* Passage cité:
Qu’avons-nous obtenu en Ecosse ? Un « cadre pour un commerce réciproque, équitable et équilibré ».
Concrètement, les Etats-Unis appliqueront soit un droit de douane forfaitaire de 15 % sur tous les produits originaires de l’UE, soit le droit de douane de la nation la plus favorisée, le plus élevé des deux étant retenu. Seuls quelques secteurs, tels que l’aéronautique et les produits pharmaceutiques, seront exemptés.
Qu’allons-nous obtenir en échange ? La promesse de supprimer les droits de douane sur les produits industriels américains et la vague promesse d’un investissement privé européen de 600 milliards de dollars aux Etats-Unis. En outre, l’Europe s’engage à acheter pour 750 milliards de dollars d’énergie américaine, y compris du combustible nucléaire.
Vous avez bien lu : cette négociation revient à dire que je vous appelle pour acheter votre voiture, mais qu’au lieu de l’acheter, je la prends et je garde tout mon argent. Difficile de comprendre ce que Bruxelles avait en tête, sinon peut-être l’illusion d’une stabilité commerciale plus durable – ce qui, s’agissant de Trump, paraît hautement improbable. Même dans les secteurs bénéficiant d’exemptions, les associations professionnelles ont qualifié le dernier accord de véritable capitulation.

(Extraits d'un jeu de données)
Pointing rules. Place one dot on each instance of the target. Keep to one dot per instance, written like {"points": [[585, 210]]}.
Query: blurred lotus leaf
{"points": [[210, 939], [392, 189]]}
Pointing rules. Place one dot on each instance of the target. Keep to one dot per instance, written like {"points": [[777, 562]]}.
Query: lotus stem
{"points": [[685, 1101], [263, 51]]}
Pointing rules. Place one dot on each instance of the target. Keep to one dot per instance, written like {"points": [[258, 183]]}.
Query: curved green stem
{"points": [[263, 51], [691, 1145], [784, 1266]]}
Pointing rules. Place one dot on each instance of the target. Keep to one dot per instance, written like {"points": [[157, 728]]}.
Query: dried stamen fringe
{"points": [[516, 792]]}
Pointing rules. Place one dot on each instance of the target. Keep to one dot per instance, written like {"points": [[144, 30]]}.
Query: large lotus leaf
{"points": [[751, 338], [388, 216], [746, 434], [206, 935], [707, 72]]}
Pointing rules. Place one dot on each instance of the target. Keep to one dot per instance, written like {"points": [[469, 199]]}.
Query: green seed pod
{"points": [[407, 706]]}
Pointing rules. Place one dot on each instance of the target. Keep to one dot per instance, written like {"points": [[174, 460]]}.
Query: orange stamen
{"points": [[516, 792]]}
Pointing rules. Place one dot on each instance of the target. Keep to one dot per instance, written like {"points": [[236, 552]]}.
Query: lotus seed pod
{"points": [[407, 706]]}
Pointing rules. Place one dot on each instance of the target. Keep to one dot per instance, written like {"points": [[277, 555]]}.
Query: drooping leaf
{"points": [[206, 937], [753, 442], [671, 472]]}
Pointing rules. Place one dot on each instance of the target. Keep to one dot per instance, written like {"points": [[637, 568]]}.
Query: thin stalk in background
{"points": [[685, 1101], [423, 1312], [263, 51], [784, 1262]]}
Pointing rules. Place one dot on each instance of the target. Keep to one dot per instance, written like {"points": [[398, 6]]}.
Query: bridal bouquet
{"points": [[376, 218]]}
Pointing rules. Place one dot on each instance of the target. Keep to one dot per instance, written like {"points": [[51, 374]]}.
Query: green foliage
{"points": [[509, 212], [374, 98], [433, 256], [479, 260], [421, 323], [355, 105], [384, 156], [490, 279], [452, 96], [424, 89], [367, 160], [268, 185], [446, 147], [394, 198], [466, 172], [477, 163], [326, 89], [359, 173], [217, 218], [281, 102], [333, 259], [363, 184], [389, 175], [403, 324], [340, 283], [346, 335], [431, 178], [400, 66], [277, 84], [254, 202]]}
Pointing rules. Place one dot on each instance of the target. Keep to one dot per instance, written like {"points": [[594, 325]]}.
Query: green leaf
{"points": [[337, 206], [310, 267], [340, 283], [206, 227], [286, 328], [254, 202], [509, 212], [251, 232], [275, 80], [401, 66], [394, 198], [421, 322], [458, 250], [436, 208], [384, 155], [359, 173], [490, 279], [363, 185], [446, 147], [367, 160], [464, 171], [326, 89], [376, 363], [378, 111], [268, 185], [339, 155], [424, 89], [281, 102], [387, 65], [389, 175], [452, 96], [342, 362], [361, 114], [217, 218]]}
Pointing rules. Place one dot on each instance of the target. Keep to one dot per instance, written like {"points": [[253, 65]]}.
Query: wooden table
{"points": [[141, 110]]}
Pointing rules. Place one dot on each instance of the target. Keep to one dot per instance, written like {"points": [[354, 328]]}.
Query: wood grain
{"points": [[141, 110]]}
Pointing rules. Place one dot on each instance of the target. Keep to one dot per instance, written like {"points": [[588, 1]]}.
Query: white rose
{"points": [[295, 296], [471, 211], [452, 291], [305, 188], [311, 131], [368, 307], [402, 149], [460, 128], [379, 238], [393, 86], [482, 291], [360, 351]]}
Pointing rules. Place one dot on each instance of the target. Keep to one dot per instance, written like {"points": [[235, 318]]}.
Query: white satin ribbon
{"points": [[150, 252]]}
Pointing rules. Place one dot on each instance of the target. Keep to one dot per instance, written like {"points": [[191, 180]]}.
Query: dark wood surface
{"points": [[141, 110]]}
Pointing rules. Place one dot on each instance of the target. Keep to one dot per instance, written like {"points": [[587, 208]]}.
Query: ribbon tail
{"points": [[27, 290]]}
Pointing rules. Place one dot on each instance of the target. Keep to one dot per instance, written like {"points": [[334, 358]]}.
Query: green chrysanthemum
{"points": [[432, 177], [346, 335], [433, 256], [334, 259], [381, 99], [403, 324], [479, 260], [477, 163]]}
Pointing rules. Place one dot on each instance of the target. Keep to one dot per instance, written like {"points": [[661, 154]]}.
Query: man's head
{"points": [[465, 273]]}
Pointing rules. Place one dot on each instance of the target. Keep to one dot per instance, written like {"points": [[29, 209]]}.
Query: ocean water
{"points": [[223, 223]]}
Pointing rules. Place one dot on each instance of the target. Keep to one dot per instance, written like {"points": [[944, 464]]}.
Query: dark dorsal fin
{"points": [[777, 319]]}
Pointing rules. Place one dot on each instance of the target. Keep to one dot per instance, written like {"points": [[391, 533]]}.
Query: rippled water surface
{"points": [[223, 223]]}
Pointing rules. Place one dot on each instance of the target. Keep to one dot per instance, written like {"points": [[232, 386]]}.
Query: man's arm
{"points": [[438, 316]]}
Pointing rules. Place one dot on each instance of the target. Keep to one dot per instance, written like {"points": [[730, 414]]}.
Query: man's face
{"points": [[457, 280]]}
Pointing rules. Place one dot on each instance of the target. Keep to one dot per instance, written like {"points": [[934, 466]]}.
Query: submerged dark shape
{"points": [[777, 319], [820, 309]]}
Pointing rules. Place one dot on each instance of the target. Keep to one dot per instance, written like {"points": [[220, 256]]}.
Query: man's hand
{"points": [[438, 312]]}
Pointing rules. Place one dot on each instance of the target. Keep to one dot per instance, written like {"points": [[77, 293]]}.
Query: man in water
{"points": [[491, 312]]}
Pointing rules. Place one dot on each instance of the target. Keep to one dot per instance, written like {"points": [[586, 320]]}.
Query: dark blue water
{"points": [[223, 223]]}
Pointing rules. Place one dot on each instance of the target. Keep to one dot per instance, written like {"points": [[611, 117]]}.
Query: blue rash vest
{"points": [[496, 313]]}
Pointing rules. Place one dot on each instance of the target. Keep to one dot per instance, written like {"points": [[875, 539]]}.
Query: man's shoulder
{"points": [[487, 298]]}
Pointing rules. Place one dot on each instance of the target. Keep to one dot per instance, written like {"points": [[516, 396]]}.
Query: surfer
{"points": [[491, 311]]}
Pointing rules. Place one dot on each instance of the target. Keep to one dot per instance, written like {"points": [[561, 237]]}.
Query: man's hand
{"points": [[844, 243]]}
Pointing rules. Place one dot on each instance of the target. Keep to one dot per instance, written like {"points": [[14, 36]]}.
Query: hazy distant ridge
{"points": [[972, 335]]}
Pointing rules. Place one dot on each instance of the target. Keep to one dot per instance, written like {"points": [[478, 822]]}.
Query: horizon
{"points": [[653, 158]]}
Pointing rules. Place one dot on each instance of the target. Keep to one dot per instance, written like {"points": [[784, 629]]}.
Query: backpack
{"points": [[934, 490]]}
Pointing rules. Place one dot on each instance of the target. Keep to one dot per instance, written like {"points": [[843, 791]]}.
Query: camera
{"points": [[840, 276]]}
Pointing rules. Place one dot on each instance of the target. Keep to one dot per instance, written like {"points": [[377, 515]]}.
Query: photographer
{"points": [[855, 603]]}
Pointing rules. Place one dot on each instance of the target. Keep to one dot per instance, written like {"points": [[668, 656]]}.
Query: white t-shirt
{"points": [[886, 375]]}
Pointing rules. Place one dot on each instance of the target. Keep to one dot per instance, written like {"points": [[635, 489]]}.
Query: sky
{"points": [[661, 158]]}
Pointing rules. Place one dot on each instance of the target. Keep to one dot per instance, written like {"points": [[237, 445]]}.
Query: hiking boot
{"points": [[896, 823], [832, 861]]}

* Travail demandé: Poursuivez, s'il vous plaît, le passage sur l'accord commercial conclu en Écosse entre l'UE et les États-Unis, en reprenant juste après sa dernière phrase. Les entrées ne sont d'aucune utilité ici.

* Votre réponse:
Et, comme prévu, il y a à peine une semaine, Donald Trump a de nouveau modifié les termes de l’accord. Il a annoncé que les Etats-Unis imposeraient des droits de douane de 100 % sur les importations de médicaments de marque ou innovants à partir du 1er octobre, alors qu’il avait négocié avec l’UE un plafond bien plus bas en début d’année. Dans un message publié sur Truth Social, il a précisé qu’une exception serait possible : certaines entreprises pourraient être exonérées si elles annonçaient de nouveaux investissements de production aux Etats-Unis.
On comprend l’inquiétude de Bruxelles : une guerre commerciale menée à la manière de Trump serait, en pratique, suicidaire. Personne ne sait jusqu’où il pourrait aller, ni combien de centaines ou de milliers de pourcents de droits de douane il pourrait décider d’imposer pour forcer ses partenaires commerciaux « amicaux » à céder.
Mais ne nous berçons pas d’illusions : l’accord d’Ecosse n’est en rien une victoire.
Le levier le plus sensible reste celui des produits pharmaceutiques : si leurs prix flambent, Trump ne pourra pas contenir l’inflation intérieure, ce qui réduira d’autant les chances électorales de son camp républicain. En revanche, l’engagement européen d’acheter massivement de l’énergie américaine constitue un argument plus solide : c’est de toute façon une décision que nous aurions dû prendre depuis longtemps, compte tenu des trois années de guerre brutale menée par la Russie en Ukraine.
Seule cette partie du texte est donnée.